#### EXCERPT TO READ:
________
Weight Watchers

I know I said that I would share my pictures today, but I was busy running around like a chicken with my head cut off today doing errands. I’m not sure I really would have left my apartment today if my brother hadn’t called shortly after I woke up this morning. My brother started a handy man business last year after not even getting job interviews. It is so hard to get a job lately but Bryan got called to do a lot of odd jobs for people so it got him thinking about starting up an actual business. It’s something that I would like to do one day but for now, I’m grateful for the job I have and truly do enjoy what I do.

Anyway. One week ago today, I started Weight Watchers. Over three years ago I was doctor ordered to lose weight. I know I’ve talked about this before but I haven’t really discussed it in detail. In July 2009 after a year and a half of belonging to the Biggest Loser Club I hit my 50 pound loss mark. The Biggest Loser Club really did save my life, but after I hit that 50 pound loss mark, depression kicked in and I gained over half that back. No matter how hard I tried to get back onto the diet, I wasn’t losing any weight. I didn’t really gain either.

One thing that I think made it harder to be on the Biggest Loser Club was that I felt like the only one in Bishop that was on it. I don’t know if that was true or not but I never really felt like I had the support of people going through the same as me. Don’t get me wrong. I had all the support of my family and friends, but I still didn’t have anyone to really talk to about the program itself. I truly did save my life because it showed that I can lose weight. I proved it to myself.
________
#### DATASET EXCERPTS:

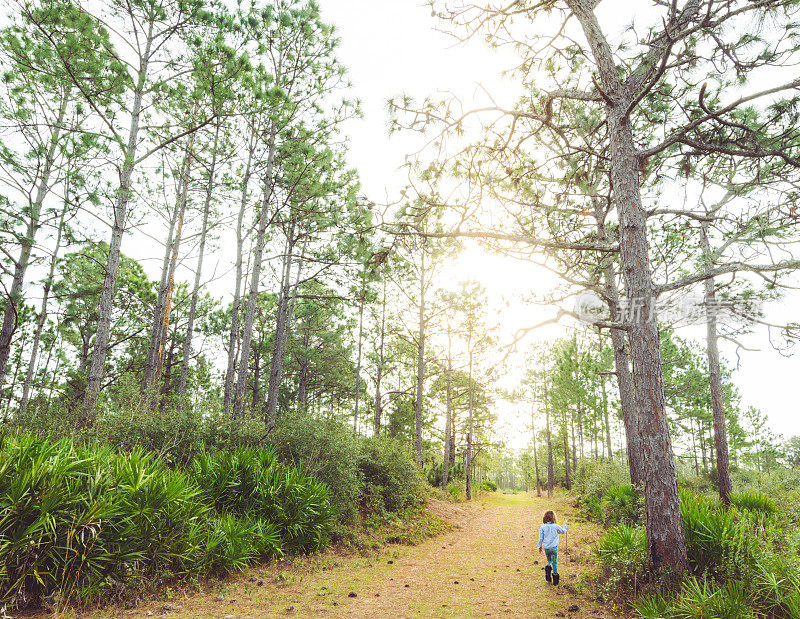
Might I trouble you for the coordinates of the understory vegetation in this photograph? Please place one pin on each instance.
(744, 558)
(91, 517)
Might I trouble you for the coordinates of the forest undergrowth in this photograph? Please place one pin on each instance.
(744, 558)
(135, 507)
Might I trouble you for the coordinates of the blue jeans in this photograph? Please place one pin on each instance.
(552, 558)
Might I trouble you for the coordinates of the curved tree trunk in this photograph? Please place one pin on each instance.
(420, 365)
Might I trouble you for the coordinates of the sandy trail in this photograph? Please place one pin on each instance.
(489, 566)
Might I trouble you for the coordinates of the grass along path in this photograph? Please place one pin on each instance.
(488, 566)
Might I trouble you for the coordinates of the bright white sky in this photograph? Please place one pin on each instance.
(392, 47)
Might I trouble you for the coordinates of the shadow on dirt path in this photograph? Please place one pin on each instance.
(490, 566)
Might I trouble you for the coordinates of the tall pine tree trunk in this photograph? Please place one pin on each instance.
(358, 362)
(255, 280)
(550, 471)
(448, 419)
(233, 338)
(286, 303)
(381, 361)
(666, 543)
(535, 455)
(156, 330)
(622, 371)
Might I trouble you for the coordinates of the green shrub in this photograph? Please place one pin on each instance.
(77, 520)
(718, 544)
(775, 580)
(488, 486)
(699, 599)
(387, 464)
(622, 505)
(162, 508)
(622, 554)
(57, 528)
(250, 482)
(754, 502)
(175, 438)
(326, 449)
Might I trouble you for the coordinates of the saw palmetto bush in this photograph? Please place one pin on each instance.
(78, 520)
(748, 500)
(250, 482)
(718, 541)
(59, 531)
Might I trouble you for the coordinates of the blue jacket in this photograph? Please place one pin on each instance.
(548, 535)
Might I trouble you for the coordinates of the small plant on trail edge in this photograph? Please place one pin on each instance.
(622, 555)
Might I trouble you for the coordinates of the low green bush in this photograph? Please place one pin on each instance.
(250, 482)
(622, 555)
(387, 464)
(754, 502)
(488, 486)
(595, 478)
(622, 505)
(74, 519)
(699, 599)
(718, 542)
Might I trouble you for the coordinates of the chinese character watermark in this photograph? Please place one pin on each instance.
(668, 309)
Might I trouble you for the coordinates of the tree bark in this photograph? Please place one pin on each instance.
(567, 480)
(550, 472)
(381, 361)
(627, 395)
(286, 304)
(173, 265)
(10, 312)
(255, 277)
(187, 344)
(715, 383)
(420, 365)
(535, 455)
(233, 338)
(48, 283)
(151, 363)
(448, 423)
(103, 334)
(666, 543)
(358, 363)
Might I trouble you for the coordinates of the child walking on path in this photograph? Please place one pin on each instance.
(548, 539)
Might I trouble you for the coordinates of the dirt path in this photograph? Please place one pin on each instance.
(489, 566)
________
#### SET TASKS:
A - According to the Weight Watchers post, when did the writer reach the 50 pound loss mark?
B - Please carry on the Weight Watchers post from its last sentence.
You won't need the rows for this.

#### ANSWERS:
A - In July 2009, after a year and a half of belonging to the Biggest Loser Club.

B -
My co-worker told me about Weight Watchers. I’m not sure how long she’s been on it but she told me that she saw something about gluten-free on there. On my lunch break last week, I looked it up. I figured, why not? The antidepressants are helping me to focus on what’s right in front of me and to also focus on myself. I know I need to lose weight. There is no way I should be this heavy at my age, or any age for that matter.

I’ve really been pushing myself to understand the program and to see food in a way that I haven’t in a really long time. I shop smarter for food and have noticed that I’m saving money and the food I’m buying are lasting longer. I feel like I get to eat more with Weight Watchers but I’m now filling up on the proper foods. I eat more fresh fruit and vegetables. Tonight I cooked sweet potatoes for the first time in my life and loved them. I don’t like sweet potatoes but I have been craving them for a few months now and don’t know why. If I fix them like I did tonight, I know I will eat them more often.

I said that I would weigh myself every Sunday. Weight Watchers also lets you keep track of your measurements, not just your weight. I have avoided that scale every day this week, until yesterday when I set it on the floor in my kitchen. I took a deep breath and stepped up onto it. I watched as the numbers flickered until it landed on a number I didn’t expect. I stared at the number. It had to be a mistake. I haven’t exercised like I know I need to. I over-ate one day. I started Weight Watchers at 251 pounds. Yes I don’t have a problem telling the world that. Yesterday I was staring at 247. Four pounds in one week. I immediately grabbed my measuring tape. I lost inches, or at least something, on everything. I couldn’t believe it. Four pounds in a week is huge for me.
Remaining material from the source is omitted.